• Source document
—————

# Looking for suggestions for a sunroom



## darlenep (Jul 31, 2008)

The floor looks nice,there are alot of colors in the tile so you have many choices to work with there. The current wall color picks up the light gray veins in the tile. If you want a green counter top you are probably going to be repainting for it all to blend. 
I would suggest taking a tile with you when you pick out the counter top. Once the countertop is chosen then pick out your new paint color. Would love to have a sunroom.
Please post pictures of the finished room.


----------



## ktulu05 (Jun 11, 2008)

No issue with repainting...assuming we can find a color that works. I've done all the work myself, so the only cost in re-painting is an hour and a gallon of paint.

If you look close at the tile, you can see some green and even some copper-like colors, if you squint hard enough. A light beige wall is the obvious choice, but we don't want to do that.


----------



## darlenep (Jul 31, 2008)

Even more color options with the green and copper,I cant see them on the laptop. You could go with a green paint that is in the same color family as the tile.
You could also tile the counter top with the same tile you used on the floor. Just an idea.


----------



## EdinDesign (Jul 29, 2008)

If you want to keep it light and airy, take a look at all the whites at your paint store. You'll be able to find all kinds of whites with lovely hints of colour - you could find one with a hint of green, for example. The thing is, if you go for a distinct colour in a bright sunny room you may find the colour is too much. 

Another option is = when you find a colour you like, go down one or two shades on the paint-chip card - get a sample of that colour if you can and try it on a section of your wall to see how the light plays off of it.

Good luck!


----------

—————

• Records to process
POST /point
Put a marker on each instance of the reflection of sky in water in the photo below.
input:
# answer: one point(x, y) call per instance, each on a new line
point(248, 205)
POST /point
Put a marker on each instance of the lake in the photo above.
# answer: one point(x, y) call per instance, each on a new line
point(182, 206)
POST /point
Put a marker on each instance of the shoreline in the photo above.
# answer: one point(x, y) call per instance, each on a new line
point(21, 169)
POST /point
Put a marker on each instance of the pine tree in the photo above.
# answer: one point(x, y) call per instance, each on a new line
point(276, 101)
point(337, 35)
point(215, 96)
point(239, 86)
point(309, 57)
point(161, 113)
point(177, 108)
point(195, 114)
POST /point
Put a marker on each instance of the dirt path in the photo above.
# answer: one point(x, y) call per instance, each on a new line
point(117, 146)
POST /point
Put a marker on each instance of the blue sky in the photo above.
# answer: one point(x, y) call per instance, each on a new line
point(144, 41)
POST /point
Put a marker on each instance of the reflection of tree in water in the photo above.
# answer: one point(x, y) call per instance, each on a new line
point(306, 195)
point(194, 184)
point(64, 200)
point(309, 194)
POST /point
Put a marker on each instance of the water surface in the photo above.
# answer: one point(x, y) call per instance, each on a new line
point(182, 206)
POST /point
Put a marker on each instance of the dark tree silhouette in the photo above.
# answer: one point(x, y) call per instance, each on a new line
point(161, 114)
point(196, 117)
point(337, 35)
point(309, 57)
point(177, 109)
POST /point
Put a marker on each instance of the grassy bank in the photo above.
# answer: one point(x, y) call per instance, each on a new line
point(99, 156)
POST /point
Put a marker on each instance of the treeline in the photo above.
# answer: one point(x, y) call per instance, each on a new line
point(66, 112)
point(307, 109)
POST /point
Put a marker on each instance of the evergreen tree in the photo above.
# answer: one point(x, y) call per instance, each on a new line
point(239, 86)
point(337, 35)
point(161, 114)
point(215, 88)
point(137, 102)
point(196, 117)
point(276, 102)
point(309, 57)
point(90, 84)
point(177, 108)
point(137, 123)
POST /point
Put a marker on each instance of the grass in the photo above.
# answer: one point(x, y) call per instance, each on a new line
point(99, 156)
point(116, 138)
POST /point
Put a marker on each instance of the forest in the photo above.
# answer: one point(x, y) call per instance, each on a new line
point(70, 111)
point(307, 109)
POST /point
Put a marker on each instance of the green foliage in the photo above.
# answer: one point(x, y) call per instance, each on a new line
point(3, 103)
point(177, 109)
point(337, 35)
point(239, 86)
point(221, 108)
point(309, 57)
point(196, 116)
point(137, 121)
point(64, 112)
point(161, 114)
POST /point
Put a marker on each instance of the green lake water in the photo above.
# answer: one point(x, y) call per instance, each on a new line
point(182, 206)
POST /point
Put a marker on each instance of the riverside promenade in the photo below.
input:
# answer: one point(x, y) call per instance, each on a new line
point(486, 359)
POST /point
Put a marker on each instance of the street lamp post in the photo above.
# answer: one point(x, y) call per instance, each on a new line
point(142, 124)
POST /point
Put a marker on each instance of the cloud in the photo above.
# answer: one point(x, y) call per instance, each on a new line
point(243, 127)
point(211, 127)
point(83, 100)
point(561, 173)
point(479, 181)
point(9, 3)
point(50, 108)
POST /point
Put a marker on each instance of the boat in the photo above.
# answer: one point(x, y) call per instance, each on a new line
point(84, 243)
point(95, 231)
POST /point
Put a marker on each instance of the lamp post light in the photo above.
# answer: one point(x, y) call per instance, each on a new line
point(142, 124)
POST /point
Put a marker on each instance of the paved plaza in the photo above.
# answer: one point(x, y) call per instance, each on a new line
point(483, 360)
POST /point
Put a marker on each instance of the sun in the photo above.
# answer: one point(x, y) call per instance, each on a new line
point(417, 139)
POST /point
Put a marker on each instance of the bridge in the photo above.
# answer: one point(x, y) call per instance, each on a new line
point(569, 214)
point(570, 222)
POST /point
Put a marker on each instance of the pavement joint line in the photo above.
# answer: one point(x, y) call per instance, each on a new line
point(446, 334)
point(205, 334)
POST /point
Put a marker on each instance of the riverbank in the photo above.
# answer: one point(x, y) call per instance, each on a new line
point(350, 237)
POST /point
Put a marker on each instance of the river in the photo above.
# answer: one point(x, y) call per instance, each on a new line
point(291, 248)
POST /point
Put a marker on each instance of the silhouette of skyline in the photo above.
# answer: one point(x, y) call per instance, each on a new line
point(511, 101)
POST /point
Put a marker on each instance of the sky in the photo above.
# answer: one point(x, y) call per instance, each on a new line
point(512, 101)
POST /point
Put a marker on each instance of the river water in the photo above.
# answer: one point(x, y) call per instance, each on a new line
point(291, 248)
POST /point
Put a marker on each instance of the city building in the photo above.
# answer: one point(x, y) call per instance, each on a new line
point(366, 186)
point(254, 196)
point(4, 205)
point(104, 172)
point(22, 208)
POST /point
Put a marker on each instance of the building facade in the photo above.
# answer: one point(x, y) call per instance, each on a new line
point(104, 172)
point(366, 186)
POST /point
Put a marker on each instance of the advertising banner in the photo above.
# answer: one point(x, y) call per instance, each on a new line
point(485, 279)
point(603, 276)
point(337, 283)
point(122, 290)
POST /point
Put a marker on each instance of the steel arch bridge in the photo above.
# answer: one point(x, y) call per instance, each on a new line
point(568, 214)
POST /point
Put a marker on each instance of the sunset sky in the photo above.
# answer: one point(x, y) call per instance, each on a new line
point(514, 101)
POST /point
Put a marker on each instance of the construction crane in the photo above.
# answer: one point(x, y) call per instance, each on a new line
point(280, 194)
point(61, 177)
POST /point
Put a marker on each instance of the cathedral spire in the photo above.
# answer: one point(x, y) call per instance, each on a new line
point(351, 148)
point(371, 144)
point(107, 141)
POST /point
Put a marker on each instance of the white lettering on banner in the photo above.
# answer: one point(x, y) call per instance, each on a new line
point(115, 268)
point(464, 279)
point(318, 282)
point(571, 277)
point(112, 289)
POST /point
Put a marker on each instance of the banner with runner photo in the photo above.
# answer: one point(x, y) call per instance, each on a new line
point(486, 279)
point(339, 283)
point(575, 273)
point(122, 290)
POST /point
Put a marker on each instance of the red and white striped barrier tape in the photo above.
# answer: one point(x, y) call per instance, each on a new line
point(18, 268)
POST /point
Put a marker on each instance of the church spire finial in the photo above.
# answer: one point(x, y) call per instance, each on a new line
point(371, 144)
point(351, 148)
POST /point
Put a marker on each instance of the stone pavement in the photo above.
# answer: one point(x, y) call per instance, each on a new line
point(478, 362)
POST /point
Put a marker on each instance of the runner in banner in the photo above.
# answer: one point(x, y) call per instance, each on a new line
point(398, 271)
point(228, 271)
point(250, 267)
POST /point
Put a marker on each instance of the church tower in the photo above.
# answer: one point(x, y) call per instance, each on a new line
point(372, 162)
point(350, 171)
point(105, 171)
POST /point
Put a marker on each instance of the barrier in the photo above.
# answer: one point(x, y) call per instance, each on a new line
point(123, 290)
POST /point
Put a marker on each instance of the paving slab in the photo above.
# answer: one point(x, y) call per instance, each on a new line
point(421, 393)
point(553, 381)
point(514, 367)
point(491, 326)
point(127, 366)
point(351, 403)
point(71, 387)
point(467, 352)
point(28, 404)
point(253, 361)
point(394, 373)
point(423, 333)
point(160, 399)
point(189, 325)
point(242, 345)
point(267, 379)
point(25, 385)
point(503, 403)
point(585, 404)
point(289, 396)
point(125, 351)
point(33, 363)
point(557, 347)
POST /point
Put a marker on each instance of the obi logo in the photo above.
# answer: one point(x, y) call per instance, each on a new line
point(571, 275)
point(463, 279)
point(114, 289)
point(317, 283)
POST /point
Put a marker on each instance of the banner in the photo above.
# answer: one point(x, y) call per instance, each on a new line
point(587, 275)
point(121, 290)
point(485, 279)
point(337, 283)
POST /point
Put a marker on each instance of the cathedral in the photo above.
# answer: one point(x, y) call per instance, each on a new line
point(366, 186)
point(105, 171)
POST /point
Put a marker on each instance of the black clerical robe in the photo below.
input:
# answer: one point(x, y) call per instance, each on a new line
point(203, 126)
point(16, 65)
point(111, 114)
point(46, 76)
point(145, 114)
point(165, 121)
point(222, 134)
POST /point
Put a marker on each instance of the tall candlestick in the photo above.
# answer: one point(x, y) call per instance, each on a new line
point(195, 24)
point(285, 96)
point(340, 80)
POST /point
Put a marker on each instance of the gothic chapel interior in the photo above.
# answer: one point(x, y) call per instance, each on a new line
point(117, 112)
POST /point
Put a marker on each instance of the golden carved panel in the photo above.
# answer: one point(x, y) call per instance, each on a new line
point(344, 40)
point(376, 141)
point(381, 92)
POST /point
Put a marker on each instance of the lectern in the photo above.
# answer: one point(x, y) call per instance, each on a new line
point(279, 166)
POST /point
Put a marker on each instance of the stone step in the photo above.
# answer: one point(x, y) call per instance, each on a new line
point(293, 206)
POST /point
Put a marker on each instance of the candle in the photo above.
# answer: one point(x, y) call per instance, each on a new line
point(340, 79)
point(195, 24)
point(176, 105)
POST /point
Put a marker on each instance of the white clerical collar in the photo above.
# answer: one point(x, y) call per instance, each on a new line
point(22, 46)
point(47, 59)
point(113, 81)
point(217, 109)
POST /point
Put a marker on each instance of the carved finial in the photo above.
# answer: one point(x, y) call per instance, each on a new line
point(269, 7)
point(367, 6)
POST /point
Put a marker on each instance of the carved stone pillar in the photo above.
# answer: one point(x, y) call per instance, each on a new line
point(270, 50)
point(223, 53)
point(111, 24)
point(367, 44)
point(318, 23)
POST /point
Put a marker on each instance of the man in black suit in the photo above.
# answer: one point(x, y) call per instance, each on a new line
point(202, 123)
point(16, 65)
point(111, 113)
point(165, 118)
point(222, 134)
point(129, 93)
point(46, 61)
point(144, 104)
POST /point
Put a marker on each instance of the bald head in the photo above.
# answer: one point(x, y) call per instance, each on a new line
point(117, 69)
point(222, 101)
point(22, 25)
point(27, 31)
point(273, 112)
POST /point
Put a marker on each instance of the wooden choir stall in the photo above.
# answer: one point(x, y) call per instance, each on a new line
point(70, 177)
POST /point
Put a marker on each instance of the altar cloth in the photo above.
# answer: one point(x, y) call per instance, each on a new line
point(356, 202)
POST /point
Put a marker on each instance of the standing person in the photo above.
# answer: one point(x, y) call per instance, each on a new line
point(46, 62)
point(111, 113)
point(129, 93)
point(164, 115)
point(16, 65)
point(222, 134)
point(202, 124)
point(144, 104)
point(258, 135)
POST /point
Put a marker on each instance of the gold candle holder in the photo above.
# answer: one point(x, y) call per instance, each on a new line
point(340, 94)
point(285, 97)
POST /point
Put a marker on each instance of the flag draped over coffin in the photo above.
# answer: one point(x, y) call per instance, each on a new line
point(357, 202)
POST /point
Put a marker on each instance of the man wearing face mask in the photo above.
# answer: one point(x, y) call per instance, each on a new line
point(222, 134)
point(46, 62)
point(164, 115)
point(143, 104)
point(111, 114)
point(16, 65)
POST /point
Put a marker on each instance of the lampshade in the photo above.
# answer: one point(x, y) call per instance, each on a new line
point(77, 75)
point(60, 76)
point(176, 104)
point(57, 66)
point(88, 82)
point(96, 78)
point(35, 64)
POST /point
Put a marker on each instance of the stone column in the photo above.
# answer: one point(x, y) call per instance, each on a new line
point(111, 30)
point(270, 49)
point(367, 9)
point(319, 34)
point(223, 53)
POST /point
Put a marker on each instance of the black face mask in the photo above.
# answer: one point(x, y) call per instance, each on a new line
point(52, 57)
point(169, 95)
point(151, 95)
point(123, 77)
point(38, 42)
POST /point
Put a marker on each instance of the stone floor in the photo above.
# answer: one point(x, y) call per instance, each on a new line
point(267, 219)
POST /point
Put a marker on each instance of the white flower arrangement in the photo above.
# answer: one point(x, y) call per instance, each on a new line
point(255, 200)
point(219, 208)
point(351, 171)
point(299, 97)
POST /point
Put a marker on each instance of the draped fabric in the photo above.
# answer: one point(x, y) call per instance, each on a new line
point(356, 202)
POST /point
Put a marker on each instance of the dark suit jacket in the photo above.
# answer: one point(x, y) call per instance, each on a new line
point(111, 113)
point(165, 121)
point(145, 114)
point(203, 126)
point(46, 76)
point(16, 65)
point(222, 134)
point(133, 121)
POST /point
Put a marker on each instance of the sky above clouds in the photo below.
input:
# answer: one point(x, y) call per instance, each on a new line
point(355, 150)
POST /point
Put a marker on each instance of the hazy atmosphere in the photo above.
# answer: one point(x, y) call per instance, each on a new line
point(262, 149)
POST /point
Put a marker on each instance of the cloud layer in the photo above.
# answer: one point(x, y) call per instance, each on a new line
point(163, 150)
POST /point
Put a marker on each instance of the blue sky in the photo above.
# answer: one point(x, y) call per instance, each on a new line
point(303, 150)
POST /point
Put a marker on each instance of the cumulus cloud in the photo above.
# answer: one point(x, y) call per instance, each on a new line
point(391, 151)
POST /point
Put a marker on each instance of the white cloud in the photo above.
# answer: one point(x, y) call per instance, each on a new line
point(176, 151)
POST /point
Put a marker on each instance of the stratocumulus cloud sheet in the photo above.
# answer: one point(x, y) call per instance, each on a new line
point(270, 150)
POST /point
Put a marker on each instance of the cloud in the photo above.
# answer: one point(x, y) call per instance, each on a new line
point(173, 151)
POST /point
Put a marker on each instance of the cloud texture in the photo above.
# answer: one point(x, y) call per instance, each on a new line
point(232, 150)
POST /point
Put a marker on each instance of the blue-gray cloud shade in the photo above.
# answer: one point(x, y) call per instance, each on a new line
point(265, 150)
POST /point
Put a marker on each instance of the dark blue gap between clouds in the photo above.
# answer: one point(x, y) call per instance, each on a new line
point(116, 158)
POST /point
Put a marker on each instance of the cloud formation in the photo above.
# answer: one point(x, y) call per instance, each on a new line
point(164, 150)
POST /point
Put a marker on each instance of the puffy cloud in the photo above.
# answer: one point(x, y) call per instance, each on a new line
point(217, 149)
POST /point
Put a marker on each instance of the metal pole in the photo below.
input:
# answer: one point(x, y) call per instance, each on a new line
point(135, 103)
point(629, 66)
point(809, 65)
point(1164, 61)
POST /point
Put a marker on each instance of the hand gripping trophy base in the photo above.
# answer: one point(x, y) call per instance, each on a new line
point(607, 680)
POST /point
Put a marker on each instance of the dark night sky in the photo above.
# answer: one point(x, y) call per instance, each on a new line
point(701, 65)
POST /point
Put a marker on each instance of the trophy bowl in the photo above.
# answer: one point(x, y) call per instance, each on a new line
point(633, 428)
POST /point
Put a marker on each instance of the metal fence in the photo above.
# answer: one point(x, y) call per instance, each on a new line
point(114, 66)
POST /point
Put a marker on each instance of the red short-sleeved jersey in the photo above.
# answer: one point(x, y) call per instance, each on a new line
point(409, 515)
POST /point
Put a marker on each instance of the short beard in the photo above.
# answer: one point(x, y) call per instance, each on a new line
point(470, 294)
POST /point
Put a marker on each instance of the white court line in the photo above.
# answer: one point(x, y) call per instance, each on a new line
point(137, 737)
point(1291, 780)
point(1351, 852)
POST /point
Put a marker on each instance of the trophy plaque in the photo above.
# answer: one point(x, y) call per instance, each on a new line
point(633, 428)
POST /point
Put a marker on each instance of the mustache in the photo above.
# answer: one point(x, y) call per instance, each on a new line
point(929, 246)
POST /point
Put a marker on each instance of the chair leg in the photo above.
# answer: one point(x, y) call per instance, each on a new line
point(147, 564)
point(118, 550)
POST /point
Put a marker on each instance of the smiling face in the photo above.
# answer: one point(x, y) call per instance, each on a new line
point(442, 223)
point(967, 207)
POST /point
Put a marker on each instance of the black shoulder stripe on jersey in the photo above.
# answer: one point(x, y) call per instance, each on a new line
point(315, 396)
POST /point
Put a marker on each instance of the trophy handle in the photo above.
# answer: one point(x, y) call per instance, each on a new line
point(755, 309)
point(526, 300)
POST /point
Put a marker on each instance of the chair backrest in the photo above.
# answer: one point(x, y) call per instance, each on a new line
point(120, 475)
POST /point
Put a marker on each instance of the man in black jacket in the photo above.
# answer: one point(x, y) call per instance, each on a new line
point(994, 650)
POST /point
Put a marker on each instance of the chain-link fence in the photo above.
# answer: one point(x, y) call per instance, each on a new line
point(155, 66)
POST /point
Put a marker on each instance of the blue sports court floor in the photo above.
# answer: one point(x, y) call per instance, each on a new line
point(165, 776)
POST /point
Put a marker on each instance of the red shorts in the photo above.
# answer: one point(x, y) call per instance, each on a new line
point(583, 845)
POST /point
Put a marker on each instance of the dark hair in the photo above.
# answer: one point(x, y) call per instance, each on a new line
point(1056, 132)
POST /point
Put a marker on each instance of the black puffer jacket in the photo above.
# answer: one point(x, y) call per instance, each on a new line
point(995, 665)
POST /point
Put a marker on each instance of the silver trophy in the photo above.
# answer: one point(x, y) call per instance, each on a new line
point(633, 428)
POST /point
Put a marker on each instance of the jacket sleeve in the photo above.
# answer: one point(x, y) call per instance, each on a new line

—————

• Parts of the exercise
a: Return the passage of the sunroom thread starting at "## ktulu05 (Jun" and ending at "as the tile.", copied word for word.
b: Output as a numbered list the lines of the records starting at their first line and ending at the line that contains "point(21, 169)", leaving out any blank lines.
The sunroom thread and the records come from unrelated sources.

• Solutions to the tasks
a:
## ktulu05 (Jun 11, 2008)

No issue with repainting...assuming we can find a color that works. I've done all the work myself, so the only cost in re-painting is an hour and a gallon of paint.

If you look close at the tile, you can see some green and even some copper-like colors, if you squint hard enough. A light beige wall is the obvious choice, but we don't want to do that.


----------



## darlenep (Jul 31, 2008)

Even more color options with the green and copper,I cant see them on the laptop. You could go with a green paint that is in the same color family as the tile.

b:
1. POST /point
2. Put a marker on each instance of the reflection of sky in water in the photo below.
3. input:
4. # answer: one point(x, y) call per instance, each on a new line
5. point(248, 205)
6. POST /point
7. Put a marker on each instance of the lake in the photo above.
8. # answer: one point(x, y) call per instance, each on a new line
9. point(182, 206)
10. POST /point
11. Put a marker on each instance of the shoreline in the photo above.
12. # answer: one point(x, y) call per instance, each on a new line
13. point(21, 169)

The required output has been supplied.